- [EXERCISE REQUIREMENTS]:
Reproduce word for word the part of the blog post on the Mumbai terror attack from "I have heard" to "doing? And you?".

- [PROVIDED PASSAGE]:

Sunday, November 30, 2008

The Answer is Blowing in the Wind ...

As I sit here to write, the numbness that has engulfed me for the past few days, is melting away making way for a complex mixture of emotions – my reactions to the terror attack in Mumbai is wholly responsible for this. I am affected no more by this incident than every other Indian is, perhaps less than some, in the sense that no one I personally know was affected. But today, I find myself heaving no sighs of relief, counting no blessings, thanking no gods.

Nothing I am feeling, or thinking and indeed nothing I may say here today may be any different from what you, whoever you are, have felt or thought, but still, I am glad I sit here to say it and I wish that every one of you would find a way to make yourself count too.

I have so many things to think through right now, and I don’t know where to start. So first, to begin with, a few things that ‘got my goat’.

On the evening when I heard the news, and the scale and nature of the attack was still unclear, I was anxious about a friend I wasn’t able to reach and whom I knew took the train at CST, where one of the attacks had taken place. One response that jolted me was a flippant comment, a light hearted crack at how every time people hear of terror attacks they get worked up and try to call and sms everyone they know to check if they are all right. I didn’t pay much attention then, and even managed to crack a smile- my friend was fine, after all- I perhaps had over reacted. But I knew then deep inside what I am able to pull out and stare at with distress now- how many things were wrong with that sentence, said in such an admirably witty style - “every time people hear of terror attacks”, “over react”,“ haha”, “ har hafte hota hai” .

I have heard of laughter being the best medicine and of life moving on- and I do both these things as well as the next Indian, but have we not over medicated ourselves? Is our defense mechanism now not part of the problem?

It is a thin and difficult to draw line between resilience and acceptance. The illiterate wife who walks out on her abusive husband and raises and educates her two children is resilient. Her staying and bearing the abuse with a smile is acceptance. Leaving her children and running away with a new lover is escaping. What am I doing? And you?

So, it was that this time I did not let myself run away, I did not let myself get away with jocular cynicism. It is true that thus far I have only forced myself to feel and think, but that is a start.







PM Singh asked Advani to fly with him to Mumbai (later cancelled for other reasons) – Mr X : “I am glad that our politicians are at least presenting a united front as a first reaction”

I am glad??? Are you? Isn’t that the least they can do!!? How dark is our cloud, for this to be the silver lining.

On the subject I quote here an sms I received the morning after the attacks started (and 2 days before Delhi elections)

- [RECORDS SHOWN]:
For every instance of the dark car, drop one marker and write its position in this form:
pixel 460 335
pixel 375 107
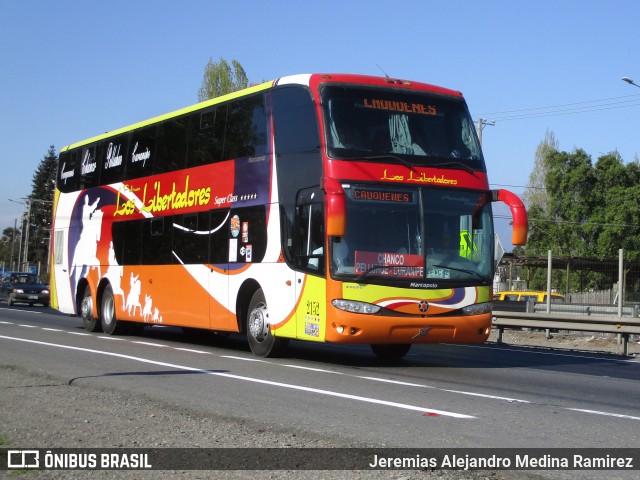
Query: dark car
pixel 23 287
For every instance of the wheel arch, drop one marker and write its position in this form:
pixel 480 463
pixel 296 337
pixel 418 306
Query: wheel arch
pixel 246 291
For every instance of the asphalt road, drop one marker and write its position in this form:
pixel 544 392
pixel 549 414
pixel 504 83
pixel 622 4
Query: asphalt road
pixel 438 396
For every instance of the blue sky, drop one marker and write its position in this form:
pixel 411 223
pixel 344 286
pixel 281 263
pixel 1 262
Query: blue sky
pixel 73 69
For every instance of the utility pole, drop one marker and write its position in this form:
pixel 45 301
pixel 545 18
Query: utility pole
pixel 481 124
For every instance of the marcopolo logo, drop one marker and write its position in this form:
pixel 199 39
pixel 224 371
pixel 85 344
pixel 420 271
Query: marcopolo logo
pixel 23 459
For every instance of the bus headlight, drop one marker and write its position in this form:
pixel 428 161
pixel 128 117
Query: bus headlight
pixel 478 308
pixel 355 306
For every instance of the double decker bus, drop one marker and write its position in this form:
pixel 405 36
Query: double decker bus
pixel 325 207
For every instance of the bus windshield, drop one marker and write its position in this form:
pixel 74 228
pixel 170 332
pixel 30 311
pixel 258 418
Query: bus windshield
pixel 412 127
pixel 428 234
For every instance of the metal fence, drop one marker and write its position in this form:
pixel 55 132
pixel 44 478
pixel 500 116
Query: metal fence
pixel 584 282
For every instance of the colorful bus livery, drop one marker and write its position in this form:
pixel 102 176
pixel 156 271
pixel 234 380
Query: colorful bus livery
pixel 328 208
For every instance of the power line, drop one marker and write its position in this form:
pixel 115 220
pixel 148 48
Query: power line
pixel 575 107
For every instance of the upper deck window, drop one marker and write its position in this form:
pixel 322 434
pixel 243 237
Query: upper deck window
pixel 420 128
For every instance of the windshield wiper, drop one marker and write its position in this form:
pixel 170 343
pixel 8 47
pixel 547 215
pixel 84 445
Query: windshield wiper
pixel 463 270
pixel 464 166
pixel 386 156
pixel 369 270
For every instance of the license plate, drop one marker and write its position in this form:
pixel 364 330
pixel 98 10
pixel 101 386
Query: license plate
pixel 438 273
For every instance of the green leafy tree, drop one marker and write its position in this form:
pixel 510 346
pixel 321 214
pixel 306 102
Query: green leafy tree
pixel 41 199
pixel 221 78
pixel 535 195
pixel 590 210
pixel 9 247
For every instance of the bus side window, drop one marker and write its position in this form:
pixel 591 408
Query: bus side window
pixel 112 154
pixel 172 144
pixel 248 234
pixel 68 171
pixel 206 136
pixel 219 236
pixel 89 167
pixel 142 152
pixel 297 148
pixel 191 238
pixel 156 242
pixel 127 242
pixel 246 129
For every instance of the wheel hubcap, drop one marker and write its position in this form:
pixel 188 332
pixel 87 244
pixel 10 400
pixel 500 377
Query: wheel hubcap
pixel 259 323
pixel 108 311
pixel 86 307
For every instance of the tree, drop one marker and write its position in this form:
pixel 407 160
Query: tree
pixel 9 247
pixel 590 210
pixel 536 193
pixel 41 199
pixel 220 79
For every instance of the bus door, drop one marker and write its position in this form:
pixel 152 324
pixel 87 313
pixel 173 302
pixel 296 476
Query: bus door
pixel 310 248
pixel 220 316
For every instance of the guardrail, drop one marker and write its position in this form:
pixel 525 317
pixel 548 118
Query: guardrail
pixel 624 326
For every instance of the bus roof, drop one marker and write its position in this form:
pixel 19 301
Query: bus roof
pixel 302 79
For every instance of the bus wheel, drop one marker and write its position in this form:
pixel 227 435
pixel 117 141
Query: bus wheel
pixel 262 342
pixel 391 351
pixel 91 323
pixel 108 318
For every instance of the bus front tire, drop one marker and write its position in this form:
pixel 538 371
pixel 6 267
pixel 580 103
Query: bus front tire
pixel 108 320
pixel 391 351
pixel 91 323
pixel 262 342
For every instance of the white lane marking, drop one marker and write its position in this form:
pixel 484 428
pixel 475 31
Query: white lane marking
pixel 15 310
pixel 318 391
pixel 473 394
pixel 321 370
pixel 484 395
pixel 395 382
pixel 150 344
pixel 246 359
pixel 191 350
pixel 607 414
pixel 521 350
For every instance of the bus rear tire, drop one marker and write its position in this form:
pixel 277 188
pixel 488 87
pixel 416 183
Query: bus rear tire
pixel 391 351
pixel 108 320
pixel 262 342
pixel 91 323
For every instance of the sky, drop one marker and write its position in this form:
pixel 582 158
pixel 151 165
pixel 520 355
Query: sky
pixel 72 69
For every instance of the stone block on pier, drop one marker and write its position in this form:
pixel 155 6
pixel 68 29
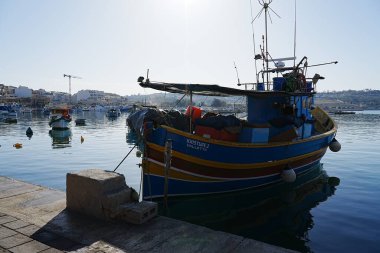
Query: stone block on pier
pixel 96 192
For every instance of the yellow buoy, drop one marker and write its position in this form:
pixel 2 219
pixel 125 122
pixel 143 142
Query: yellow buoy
pixel 17 145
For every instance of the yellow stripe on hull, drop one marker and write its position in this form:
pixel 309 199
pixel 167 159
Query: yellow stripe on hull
pixel 157 168
pixel 209 163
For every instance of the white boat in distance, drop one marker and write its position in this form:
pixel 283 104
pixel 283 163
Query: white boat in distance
pixel 59 118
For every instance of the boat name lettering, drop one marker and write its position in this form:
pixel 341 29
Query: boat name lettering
pixel 194 144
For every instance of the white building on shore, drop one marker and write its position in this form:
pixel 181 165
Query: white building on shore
pixel 90 95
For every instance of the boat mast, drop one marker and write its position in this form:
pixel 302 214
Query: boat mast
pixel 266 5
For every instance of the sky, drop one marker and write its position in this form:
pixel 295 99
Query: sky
pixel 110 43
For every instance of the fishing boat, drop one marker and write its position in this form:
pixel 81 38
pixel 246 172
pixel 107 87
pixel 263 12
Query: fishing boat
pixel 59 118
pixel 195 153
pixel 113 113
pixel 80 122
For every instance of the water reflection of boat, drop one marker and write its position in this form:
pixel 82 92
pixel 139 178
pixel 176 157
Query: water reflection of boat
pixel 344 112
pixel 60 137
pixel 80 122
pixel 278 214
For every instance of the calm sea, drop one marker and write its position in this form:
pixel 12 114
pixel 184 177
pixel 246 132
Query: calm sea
pixel 313 215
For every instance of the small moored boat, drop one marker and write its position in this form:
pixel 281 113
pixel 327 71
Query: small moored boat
pixel 59 118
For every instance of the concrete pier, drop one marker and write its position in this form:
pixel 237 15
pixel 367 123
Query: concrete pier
pixel 35 219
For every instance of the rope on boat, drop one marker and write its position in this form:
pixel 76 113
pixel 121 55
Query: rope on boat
pixel 125 157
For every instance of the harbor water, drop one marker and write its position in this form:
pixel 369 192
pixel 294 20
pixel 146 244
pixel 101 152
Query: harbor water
pixel 333 208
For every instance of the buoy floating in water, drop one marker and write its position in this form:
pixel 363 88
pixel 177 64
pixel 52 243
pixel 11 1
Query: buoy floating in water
pixel 335 145
pixel 17 145
pixel 288 175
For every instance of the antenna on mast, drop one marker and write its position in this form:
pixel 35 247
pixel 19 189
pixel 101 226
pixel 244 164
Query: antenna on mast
pixel 237 74
pixel 295 32
pixel 71 76
pixel 265 4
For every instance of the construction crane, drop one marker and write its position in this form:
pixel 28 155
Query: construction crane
pixel 71 76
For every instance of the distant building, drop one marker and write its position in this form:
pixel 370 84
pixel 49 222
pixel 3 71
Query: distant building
pixel 60 97
pixel 90 95
pixel 23 92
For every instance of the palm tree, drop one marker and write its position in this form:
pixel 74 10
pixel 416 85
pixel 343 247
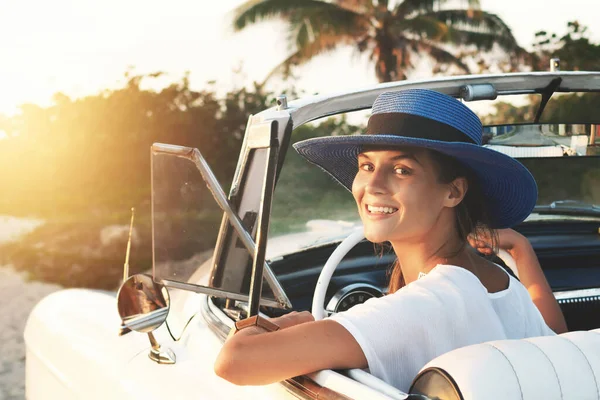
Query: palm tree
pixel 392 35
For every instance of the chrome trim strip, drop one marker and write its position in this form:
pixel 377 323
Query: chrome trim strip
pixel 576 294
pixel 314 107
pixel 195 156
pixel 216 292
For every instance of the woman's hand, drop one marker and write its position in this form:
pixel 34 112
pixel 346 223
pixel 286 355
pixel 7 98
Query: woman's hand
pixel 512 241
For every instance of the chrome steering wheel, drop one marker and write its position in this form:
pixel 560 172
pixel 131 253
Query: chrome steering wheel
pixel 318 305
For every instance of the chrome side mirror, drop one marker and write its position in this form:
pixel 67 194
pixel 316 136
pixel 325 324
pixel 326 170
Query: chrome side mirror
pixel 143 307
pixel 142 303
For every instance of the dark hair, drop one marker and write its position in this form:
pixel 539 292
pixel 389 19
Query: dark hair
pixel 472 217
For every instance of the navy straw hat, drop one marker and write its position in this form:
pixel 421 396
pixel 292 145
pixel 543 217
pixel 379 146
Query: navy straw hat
pixel 432 120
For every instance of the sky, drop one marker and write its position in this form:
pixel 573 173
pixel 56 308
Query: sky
pixel 79 47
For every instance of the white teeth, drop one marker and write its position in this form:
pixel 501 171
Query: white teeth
pixel 381 210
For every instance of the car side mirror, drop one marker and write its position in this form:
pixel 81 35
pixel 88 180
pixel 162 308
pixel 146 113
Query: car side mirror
pixel 143 307
pixel 142 303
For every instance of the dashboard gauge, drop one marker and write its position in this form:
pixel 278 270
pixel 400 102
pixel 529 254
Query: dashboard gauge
pixel 351 295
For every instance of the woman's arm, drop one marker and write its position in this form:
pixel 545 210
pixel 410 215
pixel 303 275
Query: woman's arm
pixel 530 274
pixel 254 356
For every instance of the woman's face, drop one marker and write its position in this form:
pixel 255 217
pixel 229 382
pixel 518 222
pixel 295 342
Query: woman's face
pixel 398 194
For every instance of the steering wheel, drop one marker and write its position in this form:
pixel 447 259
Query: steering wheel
pixel 318 306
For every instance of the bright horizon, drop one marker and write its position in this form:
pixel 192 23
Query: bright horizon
pixel 82 47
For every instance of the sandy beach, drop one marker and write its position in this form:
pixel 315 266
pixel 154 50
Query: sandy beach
pixel 19 296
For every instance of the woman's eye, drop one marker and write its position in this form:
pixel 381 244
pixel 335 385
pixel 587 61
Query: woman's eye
pixel 366 167
pixel 401 171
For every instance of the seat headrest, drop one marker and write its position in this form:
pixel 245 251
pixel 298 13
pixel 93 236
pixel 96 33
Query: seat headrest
pixel 559 367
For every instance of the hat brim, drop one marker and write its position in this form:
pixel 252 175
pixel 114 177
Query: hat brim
pixel 508 187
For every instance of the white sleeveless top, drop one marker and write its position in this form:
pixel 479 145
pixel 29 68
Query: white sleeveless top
pixel 446 309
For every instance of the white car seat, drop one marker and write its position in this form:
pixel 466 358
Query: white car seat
pixel 566 366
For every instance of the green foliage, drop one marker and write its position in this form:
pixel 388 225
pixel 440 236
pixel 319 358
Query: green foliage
pixel 392 36
pixel 574 49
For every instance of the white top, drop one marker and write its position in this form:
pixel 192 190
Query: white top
pixel 446 309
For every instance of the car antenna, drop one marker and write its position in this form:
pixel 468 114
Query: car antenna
pixel 126 266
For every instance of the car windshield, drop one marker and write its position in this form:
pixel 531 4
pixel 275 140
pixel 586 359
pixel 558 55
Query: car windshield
pixel 311 209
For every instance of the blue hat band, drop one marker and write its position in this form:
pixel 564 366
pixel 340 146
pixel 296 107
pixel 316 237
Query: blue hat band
pixel 415 126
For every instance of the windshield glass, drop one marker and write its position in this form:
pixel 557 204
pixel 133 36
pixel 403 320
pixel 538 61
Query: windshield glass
pixel 310 208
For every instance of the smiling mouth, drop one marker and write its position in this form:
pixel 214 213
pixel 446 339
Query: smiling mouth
pixel 376 210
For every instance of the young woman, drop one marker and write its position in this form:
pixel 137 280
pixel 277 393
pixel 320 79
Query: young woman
pixel 422 182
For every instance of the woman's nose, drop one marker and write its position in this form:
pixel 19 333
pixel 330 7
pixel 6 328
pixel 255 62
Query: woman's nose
pixel 376 183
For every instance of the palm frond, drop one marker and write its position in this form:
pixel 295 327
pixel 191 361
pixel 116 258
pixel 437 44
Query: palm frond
pixel 439 55
pixel 322 44
pixel 308 25
pixel 422 26
pixel 481 27
pixel 253 11
pixel 408 8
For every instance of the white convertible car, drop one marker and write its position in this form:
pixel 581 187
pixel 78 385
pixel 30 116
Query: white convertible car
pixel 273 244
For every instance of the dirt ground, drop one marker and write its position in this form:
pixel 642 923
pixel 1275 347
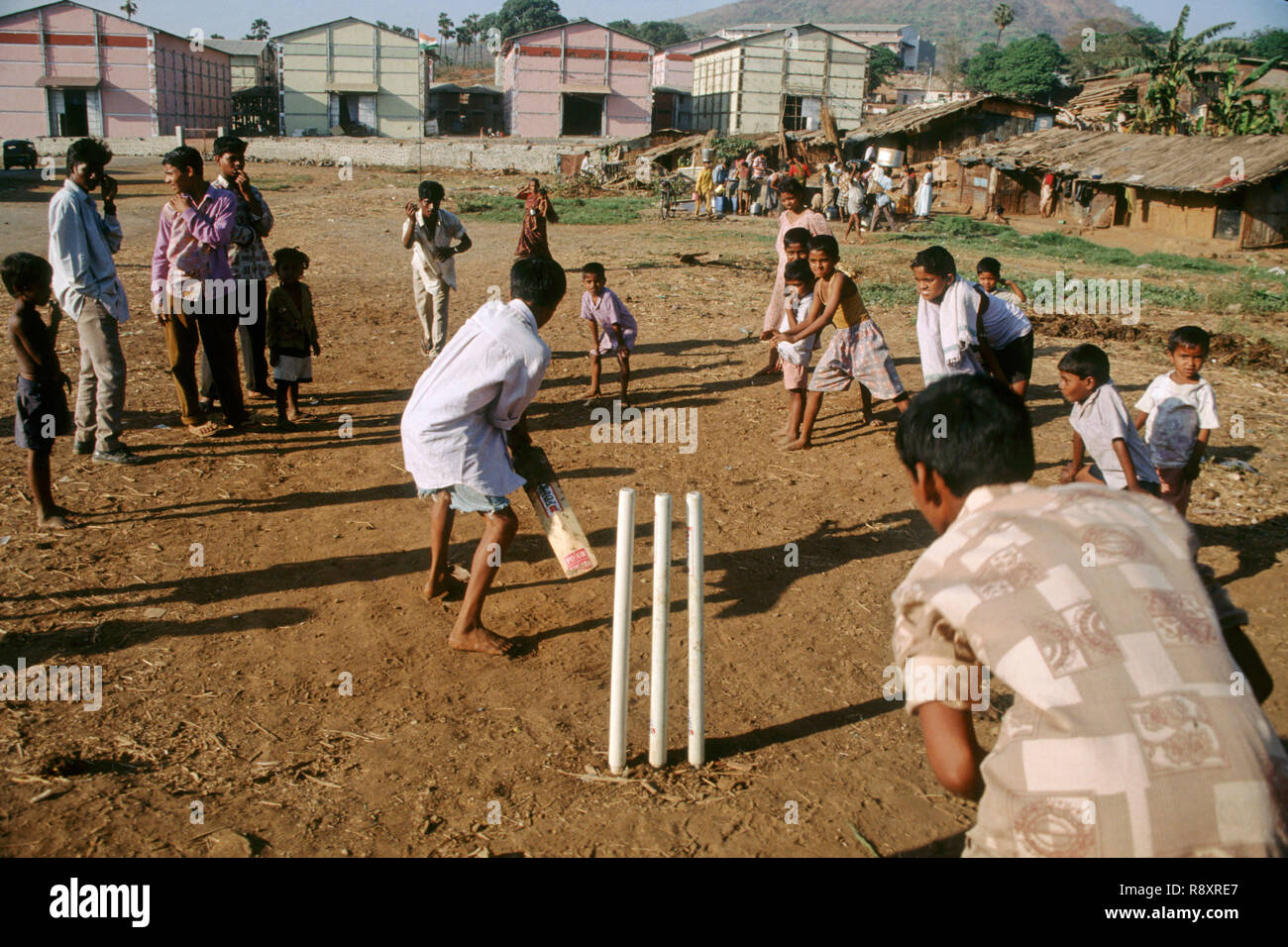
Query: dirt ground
pixel 222 681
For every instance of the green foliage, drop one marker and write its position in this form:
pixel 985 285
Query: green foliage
pixel 881 64
pixel 1026 68
pixel 518 17
pixel 660 33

- [OUTPUT FOR THIS TASK]:
I have heard of laughter being the best medicine and of life moving on- and I do both these things as well as the next Indian, but have we not over medicated ourselves? Is our defense mechanism now not part of the problem?

It is a thin and difficult to draw line between resilience and acceptance. The illiterate wife who walks out on her abusive husband and raises and educates her two children is resilient. Her staying and bearing the abuse with a smile is acceptance. Leaving her children and running away with a new lover is escaping. What am I doing? And you?